> STATED GOAL A
Find every line in the entries below that contains the word "napkin", and copy each of those lines.

> TEXT TO READ
6. Withdrawal of Fund's
Assets.
If the Delegate determines that an arrangement with a specific Eligible Foreign
Custodian selected by the Delegate under Section 3 of this Delegation Schedule
no longer meets the requirements of said Section, Delegate shall withdraw the
Fund's Assets from the non-complying arrangement as soon as reasonably
practicable; provided, however, that if in the reasonable judgment of the
Delegate, such withdrawal would require liquidation of any of the Fund's Assets
or would materially impair the liquidity, value or other investment
characteristics of the Fund's Assets, it shall be the duty of the Delegate to
provide information regarding the particular circumstances and to act only in
accordance with Instructions of the Bank with respect to such
liquidation or other withdrawal.
7. Direction as to Eligible
Foreign Custodian. Notwithstanding this Delegation Schedule,
the Bank may direct the Delegate to place and maintain the Fund's Assets with a
particular Eligible Foreign Custodian, including without limitation with respect
to investment in countries as to which the Global Sub-custodian will not provide
delegation services. In such event, the Delegate shall be entitled to
rely on any such instruction as an Instruction under the terms of the Custodian
Agreement and shall have no duties under this Delegation Schedule with respect
to such arrangement save those that it may undertake specifically in writing
with respect to each particular instance.
8. Standard of
Care. In
carrying out its duties under this Delegation Schedule, the Delegate agrees to
exercise reasonable care, prudence and diligence such as a person having
responsibility for safekeeping the Fund's Assets would exercise.
9. Representations. The
Delegate hereby represents and warrants that it is a U.S. Bank and that this
Delegation Schedule has been duly authorized, executed and delivered by the
Delegate and is a legal, valid and binding agreement of the
Delegate.
The Bank
hereby represents and warrants that each Board of Directors has determined that
it is reasonable to rely on the Delegate to perform the delegated
responsibilities provided for herein and that this Delegation Schedule has been
duly authorized, executed and delivered by the Bank and is a legal, valid and
binding agreement of the Bank.

[Object position labeling entries]
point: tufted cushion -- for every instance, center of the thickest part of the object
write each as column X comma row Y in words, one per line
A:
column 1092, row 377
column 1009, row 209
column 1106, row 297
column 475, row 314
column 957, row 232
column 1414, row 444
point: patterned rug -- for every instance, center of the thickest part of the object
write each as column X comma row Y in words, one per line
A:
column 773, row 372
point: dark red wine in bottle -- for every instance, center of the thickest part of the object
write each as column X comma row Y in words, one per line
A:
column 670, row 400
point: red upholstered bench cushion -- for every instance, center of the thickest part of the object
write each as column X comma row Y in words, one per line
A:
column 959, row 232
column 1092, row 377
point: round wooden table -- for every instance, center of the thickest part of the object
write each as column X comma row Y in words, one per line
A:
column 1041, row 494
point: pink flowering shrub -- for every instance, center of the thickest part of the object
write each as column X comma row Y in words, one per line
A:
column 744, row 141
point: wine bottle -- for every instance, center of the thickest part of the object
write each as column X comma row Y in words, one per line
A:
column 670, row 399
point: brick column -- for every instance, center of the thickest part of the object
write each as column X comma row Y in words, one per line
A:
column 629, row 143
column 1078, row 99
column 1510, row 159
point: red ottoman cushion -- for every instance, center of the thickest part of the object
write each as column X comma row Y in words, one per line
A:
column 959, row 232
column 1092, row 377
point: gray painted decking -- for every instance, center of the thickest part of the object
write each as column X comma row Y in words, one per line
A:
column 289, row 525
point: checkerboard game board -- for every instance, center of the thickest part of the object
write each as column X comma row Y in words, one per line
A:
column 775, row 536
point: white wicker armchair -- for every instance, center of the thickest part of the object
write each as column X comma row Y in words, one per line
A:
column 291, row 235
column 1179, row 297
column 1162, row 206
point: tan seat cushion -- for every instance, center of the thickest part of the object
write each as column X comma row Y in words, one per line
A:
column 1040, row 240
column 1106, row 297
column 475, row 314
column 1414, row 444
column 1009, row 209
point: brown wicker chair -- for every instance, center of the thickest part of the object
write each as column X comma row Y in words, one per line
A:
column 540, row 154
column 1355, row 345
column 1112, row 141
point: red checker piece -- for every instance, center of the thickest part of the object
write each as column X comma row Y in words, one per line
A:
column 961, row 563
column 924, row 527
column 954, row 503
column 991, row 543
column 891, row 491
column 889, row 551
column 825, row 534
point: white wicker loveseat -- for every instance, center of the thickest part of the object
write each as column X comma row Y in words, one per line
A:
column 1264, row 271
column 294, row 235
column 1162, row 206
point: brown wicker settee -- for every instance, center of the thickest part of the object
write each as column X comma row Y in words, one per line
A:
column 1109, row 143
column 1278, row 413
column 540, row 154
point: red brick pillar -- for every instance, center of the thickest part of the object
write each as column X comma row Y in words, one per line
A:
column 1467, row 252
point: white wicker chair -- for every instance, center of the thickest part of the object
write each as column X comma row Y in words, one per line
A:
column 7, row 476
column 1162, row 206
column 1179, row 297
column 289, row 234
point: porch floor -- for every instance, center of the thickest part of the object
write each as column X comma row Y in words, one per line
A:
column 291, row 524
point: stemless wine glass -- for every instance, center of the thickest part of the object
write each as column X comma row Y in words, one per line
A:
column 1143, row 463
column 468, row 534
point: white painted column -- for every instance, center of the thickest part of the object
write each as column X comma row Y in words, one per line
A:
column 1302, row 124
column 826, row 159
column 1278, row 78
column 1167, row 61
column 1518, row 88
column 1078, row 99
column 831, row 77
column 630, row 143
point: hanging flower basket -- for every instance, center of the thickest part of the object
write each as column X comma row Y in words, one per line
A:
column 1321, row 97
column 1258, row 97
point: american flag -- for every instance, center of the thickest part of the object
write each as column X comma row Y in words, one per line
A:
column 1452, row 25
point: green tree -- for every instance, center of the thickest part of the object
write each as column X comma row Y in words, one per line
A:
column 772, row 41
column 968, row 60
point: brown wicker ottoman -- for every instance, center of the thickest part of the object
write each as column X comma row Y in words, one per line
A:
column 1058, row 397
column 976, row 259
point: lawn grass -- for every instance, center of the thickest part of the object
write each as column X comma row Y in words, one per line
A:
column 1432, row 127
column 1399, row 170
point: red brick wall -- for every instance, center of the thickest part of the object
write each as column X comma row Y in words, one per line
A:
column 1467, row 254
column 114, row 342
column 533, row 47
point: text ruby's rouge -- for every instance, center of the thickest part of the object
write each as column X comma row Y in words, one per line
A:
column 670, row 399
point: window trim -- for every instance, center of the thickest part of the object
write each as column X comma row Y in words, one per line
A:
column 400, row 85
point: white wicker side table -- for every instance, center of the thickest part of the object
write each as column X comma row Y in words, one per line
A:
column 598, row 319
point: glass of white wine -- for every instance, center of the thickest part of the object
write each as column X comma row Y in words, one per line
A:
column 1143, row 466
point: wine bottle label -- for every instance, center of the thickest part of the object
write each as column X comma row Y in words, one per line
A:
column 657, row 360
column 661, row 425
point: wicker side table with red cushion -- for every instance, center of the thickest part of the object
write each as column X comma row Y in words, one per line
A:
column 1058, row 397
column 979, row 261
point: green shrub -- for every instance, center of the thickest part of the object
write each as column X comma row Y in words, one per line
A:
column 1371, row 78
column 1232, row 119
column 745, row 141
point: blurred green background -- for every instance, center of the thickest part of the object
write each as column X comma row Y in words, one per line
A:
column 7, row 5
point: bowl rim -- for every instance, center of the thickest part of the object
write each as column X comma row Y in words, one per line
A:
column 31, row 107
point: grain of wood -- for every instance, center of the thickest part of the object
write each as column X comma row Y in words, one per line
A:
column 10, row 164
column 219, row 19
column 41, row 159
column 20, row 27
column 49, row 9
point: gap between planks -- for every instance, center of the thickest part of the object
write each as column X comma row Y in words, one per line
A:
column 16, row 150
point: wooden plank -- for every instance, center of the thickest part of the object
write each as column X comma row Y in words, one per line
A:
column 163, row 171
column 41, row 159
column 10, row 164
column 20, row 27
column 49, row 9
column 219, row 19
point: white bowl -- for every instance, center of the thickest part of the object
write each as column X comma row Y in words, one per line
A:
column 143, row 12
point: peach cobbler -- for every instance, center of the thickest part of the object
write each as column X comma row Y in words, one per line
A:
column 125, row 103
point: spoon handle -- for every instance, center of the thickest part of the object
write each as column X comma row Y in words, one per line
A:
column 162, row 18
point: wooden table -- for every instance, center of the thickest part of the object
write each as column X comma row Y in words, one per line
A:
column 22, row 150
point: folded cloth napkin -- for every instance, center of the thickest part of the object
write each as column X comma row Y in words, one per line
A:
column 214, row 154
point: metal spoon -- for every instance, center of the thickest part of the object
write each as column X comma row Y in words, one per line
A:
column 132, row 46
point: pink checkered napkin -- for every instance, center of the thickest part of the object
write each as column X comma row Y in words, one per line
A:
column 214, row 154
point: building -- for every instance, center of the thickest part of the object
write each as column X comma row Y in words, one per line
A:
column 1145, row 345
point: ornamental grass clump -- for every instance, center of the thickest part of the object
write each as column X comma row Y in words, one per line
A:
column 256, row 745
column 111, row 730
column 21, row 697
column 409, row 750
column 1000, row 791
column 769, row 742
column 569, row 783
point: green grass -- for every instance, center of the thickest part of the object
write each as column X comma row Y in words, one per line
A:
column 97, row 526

> STATED GOAL B
Output the part of the delegation schedule passage above starting with "If the Delegate" and going on through "or other withdrawal.", with no changes to the wording.

> WRITTEN REPLY A
point: folded cloth napkin -- for every instance, center of the thickest part of the object
point: pink checkered napkin -- for every instance, center of the thickest part of the object

> WRITTEN REPLY B
If the Delegate determines that an arrangement with a specific Eligible Foreign
Custodian selected by the Delegate under Section 3 of this Delegation Schedule
no longer meets the requirements of said Section, Delegate shall withdraw the
Fund's Assets from the non-complying arrangement as soon as reasonably
practicable; provided, however, that if in the reasonable judgment of the
Delegate, such withdrawal would require liquidation of any of the Fund's Assets
or would materially impair the liquidity, value or other investment
characteristics of the Fund's Assets, it shall be the duty of the Delegate to
provide information regarding the particular circumstances and to act only in
accordance with Instructions of the Bank with respect to such
liquidation or other withdrawal.